The sole answer should be the number of lines in the material below that hold "floor".
★ ★ ★
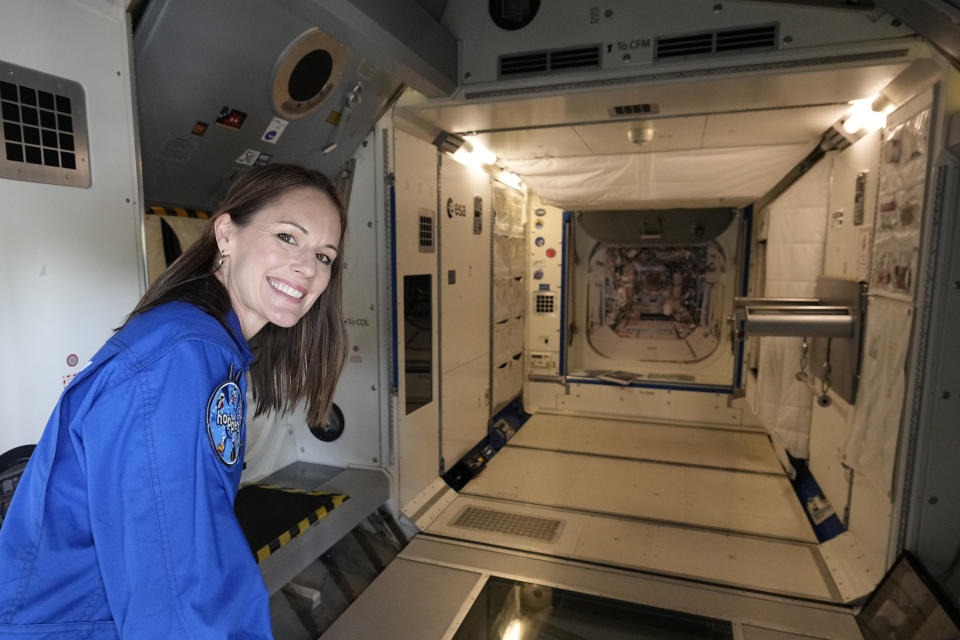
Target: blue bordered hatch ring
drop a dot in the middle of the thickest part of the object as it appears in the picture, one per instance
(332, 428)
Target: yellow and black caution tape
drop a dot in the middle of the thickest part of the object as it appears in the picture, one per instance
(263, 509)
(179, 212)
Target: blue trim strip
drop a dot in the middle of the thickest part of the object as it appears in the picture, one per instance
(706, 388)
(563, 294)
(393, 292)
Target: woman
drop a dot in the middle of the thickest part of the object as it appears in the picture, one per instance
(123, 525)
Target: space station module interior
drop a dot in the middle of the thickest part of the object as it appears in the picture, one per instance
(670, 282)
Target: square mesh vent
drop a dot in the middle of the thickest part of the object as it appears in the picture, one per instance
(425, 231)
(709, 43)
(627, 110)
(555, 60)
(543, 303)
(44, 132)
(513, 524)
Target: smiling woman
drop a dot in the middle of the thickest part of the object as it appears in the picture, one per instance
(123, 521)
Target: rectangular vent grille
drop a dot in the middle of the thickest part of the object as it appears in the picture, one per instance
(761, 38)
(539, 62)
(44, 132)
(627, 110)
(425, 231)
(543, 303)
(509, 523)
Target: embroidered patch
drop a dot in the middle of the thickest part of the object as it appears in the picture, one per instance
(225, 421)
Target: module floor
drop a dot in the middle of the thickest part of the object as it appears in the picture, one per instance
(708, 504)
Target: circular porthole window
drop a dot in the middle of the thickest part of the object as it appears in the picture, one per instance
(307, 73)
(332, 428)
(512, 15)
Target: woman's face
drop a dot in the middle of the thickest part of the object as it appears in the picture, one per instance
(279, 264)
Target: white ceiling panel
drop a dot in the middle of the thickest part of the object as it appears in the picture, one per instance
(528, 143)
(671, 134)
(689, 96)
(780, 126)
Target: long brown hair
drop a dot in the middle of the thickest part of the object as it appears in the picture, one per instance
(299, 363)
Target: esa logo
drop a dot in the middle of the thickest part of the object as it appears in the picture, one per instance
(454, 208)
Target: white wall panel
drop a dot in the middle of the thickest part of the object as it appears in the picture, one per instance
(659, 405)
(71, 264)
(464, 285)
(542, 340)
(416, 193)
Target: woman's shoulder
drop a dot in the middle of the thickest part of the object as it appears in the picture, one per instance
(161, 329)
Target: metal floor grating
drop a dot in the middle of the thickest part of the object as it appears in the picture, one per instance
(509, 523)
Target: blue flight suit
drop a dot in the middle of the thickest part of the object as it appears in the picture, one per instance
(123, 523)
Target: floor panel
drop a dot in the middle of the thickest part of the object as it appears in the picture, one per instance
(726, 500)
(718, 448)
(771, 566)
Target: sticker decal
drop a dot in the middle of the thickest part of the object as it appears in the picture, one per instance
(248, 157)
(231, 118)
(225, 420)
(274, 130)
★ ★ ★
* _Exercise solution_: 3